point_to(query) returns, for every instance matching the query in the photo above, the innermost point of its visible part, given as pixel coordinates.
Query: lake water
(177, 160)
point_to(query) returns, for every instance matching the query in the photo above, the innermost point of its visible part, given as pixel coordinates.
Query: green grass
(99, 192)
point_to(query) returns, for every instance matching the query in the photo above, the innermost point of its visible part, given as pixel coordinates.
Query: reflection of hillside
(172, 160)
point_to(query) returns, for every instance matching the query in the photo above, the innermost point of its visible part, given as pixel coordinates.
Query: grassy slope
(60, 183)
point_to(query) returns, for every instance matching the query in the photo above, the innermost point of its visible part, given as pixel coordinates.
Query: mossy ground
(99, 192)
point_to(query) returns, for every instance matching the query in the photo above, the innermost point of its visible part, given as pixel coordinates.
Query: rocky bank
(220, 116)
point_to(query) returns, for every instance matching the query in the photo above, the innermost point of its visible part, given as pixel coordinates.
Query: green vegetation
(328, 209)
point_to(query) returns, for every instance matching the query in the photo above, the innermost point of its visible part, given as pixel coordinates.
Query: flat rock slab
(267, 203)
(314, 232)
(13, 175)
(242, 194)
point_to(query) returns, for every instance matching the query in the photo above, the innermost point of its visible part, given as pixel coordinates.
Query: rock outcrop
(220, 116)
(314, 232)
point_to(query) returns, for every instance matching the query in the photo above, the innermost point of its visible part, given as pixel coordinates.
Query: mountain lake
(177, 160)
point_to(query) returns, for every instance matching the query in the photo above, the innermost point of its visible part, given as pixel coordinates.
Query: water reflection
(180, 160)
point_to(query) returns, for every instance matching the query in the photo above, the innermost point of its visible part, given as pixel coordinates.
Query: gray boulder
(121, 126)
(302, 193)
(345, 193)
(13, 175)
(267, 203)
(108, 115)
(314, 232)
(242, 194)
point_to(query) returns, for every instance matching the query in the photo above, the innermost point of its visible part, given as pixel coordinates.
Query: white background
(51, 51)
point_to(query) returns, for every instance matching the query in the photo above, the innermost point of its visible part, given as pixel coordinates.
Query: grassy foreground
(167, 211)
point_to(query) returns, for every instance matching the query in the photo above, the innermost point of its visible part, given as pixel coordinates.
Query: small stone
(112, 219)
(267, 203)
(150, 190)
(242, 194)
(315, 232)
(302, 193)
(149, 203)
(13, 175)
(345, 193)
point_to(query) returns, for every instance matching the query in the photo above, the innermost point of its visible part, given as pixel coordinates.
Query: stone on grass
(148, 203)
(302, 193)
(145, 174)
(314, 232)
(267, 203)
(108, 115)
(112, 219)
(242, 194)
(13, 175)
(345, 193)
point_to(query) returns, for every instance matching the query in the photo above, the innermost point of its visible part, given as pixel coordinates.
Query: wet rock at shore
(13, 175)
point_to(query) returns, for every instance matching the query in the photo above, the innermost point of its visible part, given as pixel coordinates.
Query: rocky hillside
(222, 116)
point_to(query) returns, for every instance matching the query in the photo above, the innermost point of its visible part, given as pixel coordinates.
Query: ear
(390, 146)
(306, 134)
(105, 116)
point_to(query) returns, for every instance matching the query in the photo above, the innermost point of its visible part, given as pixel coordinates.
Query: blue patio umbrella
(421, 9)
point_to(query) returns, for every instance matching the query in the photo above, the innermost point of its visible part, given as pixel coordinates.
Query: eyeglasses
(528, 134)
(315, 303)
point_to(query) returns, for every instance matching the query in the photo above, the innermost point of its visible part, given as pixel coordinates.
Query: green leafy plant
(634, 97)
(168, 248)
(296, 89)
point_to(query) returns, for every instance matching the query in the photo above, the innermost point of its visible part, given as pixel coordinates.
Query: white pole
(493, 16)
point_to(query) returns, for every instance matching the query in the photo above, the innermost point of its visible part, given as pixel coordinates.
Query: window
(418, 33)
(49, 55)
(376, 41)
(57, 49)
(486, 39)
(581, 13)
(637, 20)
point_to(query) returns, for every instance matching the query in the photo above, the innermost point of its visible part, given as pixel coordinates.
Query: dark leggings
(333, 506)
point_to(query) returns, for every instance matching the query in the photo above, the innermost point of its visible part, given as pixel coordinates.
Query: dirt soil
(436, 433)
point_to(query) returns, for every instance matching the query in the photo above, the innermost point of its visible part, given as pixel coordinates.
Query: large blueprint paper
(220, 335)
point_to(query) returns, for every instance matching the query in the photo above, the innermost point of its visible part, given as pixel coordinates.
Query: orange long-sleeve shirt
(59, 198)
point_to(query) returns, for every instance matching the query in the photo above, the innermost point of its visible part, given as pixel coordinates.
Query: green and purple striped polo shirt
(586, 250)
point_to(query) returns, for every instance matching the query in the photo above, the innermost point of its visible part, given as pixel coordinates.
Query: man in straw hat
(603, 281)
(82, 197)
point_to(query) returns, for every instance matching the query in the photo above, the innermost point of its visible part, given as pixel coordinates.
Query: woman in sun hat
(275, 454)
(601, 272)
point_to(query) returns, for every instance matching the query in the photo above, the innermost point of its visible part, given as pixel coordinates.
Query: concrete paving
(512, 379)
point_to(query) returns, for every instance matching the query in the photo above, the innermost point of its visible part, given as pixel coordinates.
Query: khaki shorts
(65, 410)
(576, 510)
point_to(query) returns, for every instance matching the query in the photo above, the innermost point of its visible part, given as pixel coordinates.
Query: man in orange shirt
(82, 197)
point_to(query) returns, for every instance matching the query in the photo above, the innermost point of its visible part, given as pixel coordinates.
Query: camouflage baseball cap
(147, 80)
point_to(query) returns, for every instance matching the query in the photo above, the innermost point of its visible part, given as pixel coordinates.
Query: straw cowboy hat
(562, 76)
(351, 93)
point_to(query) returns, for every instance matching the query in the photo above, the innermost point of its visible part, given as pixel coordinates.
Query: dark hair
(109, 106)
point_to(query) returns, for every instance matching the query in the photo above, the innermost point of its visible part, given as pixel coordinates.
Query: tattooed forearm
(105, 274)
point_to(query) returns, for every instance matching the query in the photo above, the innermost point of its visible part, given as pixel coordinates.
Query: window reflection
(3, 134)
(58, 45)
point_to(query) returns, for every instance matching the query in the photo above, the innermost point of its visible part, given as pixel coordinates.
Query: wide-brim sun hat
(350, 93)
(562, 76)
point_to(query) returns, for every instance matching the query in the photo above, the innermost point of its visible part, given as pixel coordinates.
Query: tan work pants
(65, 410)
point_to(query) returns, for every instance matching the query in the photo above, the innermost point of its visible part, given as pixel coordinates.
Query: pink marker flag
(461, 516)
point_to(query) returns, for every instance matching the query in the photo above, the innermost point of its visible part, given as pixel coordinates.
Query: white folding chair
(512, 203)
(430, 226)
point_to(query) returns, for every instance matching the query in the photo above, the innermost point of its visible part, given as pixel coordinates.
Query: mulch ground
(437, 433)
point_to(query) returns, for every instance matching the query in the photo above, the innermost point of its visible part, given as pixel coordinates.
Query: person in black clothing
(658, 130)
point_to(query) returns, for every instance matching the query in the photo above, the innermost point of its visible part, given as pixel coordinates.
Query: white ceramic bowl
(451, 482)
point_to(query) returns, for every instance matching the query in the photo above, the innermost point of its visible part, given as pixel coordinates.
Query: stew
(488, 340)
****************
■ GOAL OF THE EXERCISE: Take the material above and return all of it exactly.

■ FINAL RESULT:
point_to(query) returns, for every instance matching the query in the photo above, the innermost point of its visible part, given as pixel coordinates.
Query: lake water
(177, 160)
point_to(query) returns, for every instance matching the query in the photo above, the innermost point of its visible part, given as pixel coordinates.
Query: green grass
(99, 192)
point_to(query) returns, for every instance matching the query in the photo above, the innermost point of its visible part, given as pixel coordinates.
Query: reflection of hillside
(172, 160)
point_to(query) returns, for every instance matching the query in the photo above, the innermost point of its visible part, given as pixel coordinates.
Query: grassy slope
(60, 183)
point_to(query) returns, for every instance matching the query in the photo above, the innermost point of its visible part, given as pixel coordinates.
Query: mossy ground
(99, 192)
point_to(query) returns, for every instance matching the query in the photo above, the innermost point of its visible part, given as pixel coordinates.
Query: rocky bank
(220, 116)
point_to(query) returns, for every instance matching the query in the photo above, the innermost point of its visible part, given as pixel coordinates.
Query: green vegetation
(328, 209)
point_to(query) returns, for every instance matching the query in the photo above, the innermost point of its visible part, given as pixel coordinates.
Query: flat rock slab
(267, 203)
(314, 232)
(13, 175)
(242, 194)
point_to(query) returns, for every instance matching the query in the photo above, the innermost point of its visible part, given as pixel coordinates.
Query: rock outcrop
(220, 116)
(314, 232)
point_to(query) returns, for every instance matching the query in the photo above, the innermost point of its visible part, given as pixel coordinates.
Query: mountain lake
(177, 160)
point_to(query) returns, for every instance matching the query in the photo above, the innermost point of its visible part, given as pixel coordinates.
Query: water reflection
(180, 160)
point_to(query) returns, for every instance matching the query in the photo above, the innermost point of its visible part, given as pixel coordinates.
Query: gray boulder
(121, 126)
(302, 193)
(345, 193)
(13, 175)
(267, 203)
(108, 115)
(314, 232)
(242, 194)
point_to(query) returns, for every instance matching the query in the photo above, the innermost point of its visible part, given as pixel coordinates.
Query: white background
(51, 51)
point_to(query) returns, for every instance matching the query in the photo above, the innermost point of its visible part, given as pixel coordinates.
Query: grassy foreground
(167, 211)
point_to(query) returns, for every instance matching the query in the photo above, the innermost point of its visible part, given as pixel coordinates.
Query: small stone
(112, 219)
(267, 203)
(150, 190)
(242, 194)
(315, 232)
(302, 193)
(149, 203)
(13, 175)
(345, 193)
point_to(query) returns, for every instance matching the query in the photo above, the innermost point of its visible part, given as pixel coordinates.
Query: stone on grass
(148, 203)
(302, 193)
(145, 174)
(314, 232)
(267, 203)
(108, 115)
(112, 219)
(242, 194)
(13, 175)
(345, 193)
point_to(query) returns, for every instance matching the query in the photo above, the innermost point of its visible part, given as pixel coordinates.
Query: wet rock at shore
(13, 175)
point_to(query) returns, for every instance matching the query in the photo above, the innermost point of its visible part, given as pixel coordinates.
Query: rocky hillside
(222, 116)
point_to(query) returns, for every instance matching the query in the photo above, the innermost point of its visible part, given as pixel coordinates.
Query: ear
(390, 146)
(306, 134)
(105, 116)
point_to(query) returns, for every instance matching the query in the photo above, the innermost point of its visible part, given as pixel coordinates.
Query: blue patio umbrella
(421, 9)
point_to(query) returns, for every instance matching the query in the photo above, the innermost point of its visible part, given as pixel coordinates.
Query: eyeglasses
(528, 134)
(315, 303)
point_to(query) returns, for every instance matching the query in the photo above, the innermost point of its visible part, given as pixel coordinates.
Query: green leafy plant
(634, 97)
(168, 248)
(296, 89)
point_to(query) returns, for every instance matching the query in the photo above, the innermost point of its visible part, given as pixel coordinates.
Query: white pole
(493, 16)
point_to(query) returns, for every instance matching the query in the photo above, the innermost point of its visible part, given as pixel coordinates.
Query: window
(418, 33)
(49, 55)
(376, 41)
(57, 49)
(486, 39)
(581, 13)
(637, 20)
point_to(query) returns, for every instance matching the query in the photo above, the innermost point of its visible part, given as pixel coordinates.
Query: dark leggings
(333, 506)
point_to(query) returns, for every instance matching the query in the photo above, the innermost point of its visible part, given as pixel coordinates.
Query: dirt soil
(436, 433)
point_to(query) returns, for every instance matching the query in the photo above, the innermost point of its visible part, given as pixel coordinates.
Query: large blueprint paper
(220, 335)
point_to(query) returns, for every instance matching the query in the photo above, the innermost point of its visible part, given as pixel coordinates.
Query: orange long-sleeve shirt
(59, 198)
point_to(query) returns, for every instance matching the query in the photo above, the innermost point of its visible part, given as pixel coordinates.
Query: green and purple striped polo shirt
(586, 250)
point_to(query) returns, for every instance matching the query in the photo above, the innermost point of its visible part, given as pixel coordinates.
Query: man in straw hat
(603, 281)
(82, 197)
point_to(query) returns, for every instance matching the query in the photo above, the innermost point of its visible part, given as pixel coordinates.
Query: woman in sun hat
(275, 454)
(601, 272)
point_to(query) returns, for every instance matching the query in the photo above, the innermost point of its visible part, given as pixel coordinates.
Query: concrete paving
(512, 379)
point_to(query) returns, for every instance matching the query in the photo above, the innermost point of its visible part, given as pixel coordinates.
Query: khaki shorts
(65, 410)
(576, 510)
point_to(query) returns, for every instance matching the query in the photo above, the innermost point of its visible part, given as pixel coordinates.
Query: man in orange shirt
(82, 197)
point_to(query) returns, for every instance matching the query in the photo above, the innermost point of its visible part, given as pixel coordinates.
Query: camouflage baseball cap
(147, 80)
point_to(query) returns, for every instance matching the query in the photo above, the innermost point of its visible part, given as pixel coordinates.
Query: straw cowboy hat
(562, 76)
(351, 93)
point_to(query) returns, for every instance matching the query in the photo above, the innermost point of its visible part, given as pixel coordinates.
Query: dark hair
(109, 106)
point_to(query) returns, for every instance matching the query in the photo above, the innermost point of its visible part, given as pixel coordinates.
Query: tattooed forearm
(105, 274)
point_to(query) returns, for every instance matching the query in the photo above, the innermost point of its visible part, given as pixel coordinates.
Query: window reflection
(3, 134)
(58, 45)
point_to(query) returns, for every instance matching the query in the photo above, the innermost point of its visible part, given as pixel coordinates.
Query: wide-brim sun hat
(350, 93)
(562, 76)
point_to(query) returns, for every instance matching the query in the photo above, the innermost point of its visible part, given as pixel coordinates.
Query: tan work pants
(65, 410)
point_to(query) returns, for every instance matching the query in the photo above, the innermost point of its visible part, given as pixel coordinates.
Query: pink marker flag
(461, 516)
point_to(query) returns, for every instance matching the query in the photo above, the innermost point of its visible part, given as pixel coordinates.
Query: white folding chair
(512, 203)
(430, 226)
point_to(query) returns, for every instance matching the query in the photo above, the innermost point of its visible part, given as pixel coordinates.
Query: mulch ground
(437, 433)
point_to(query) returns, for every instance matching the query in the photo above, the innermost point of its visible part, given as pixel coordinates.
Query: person in black clothing
(658, 130)
point_to(query) returns, for every instance matching the query in the photo above, the innermost point of its visible part, given as pixel coordinates.
Query: white ceramic bowl
(451, 482)
point_to(query) returns, for every instance matching the query in the photo above, the innermost point of its visible part, given as pixel coordinates.
Query: stew
(488, 340)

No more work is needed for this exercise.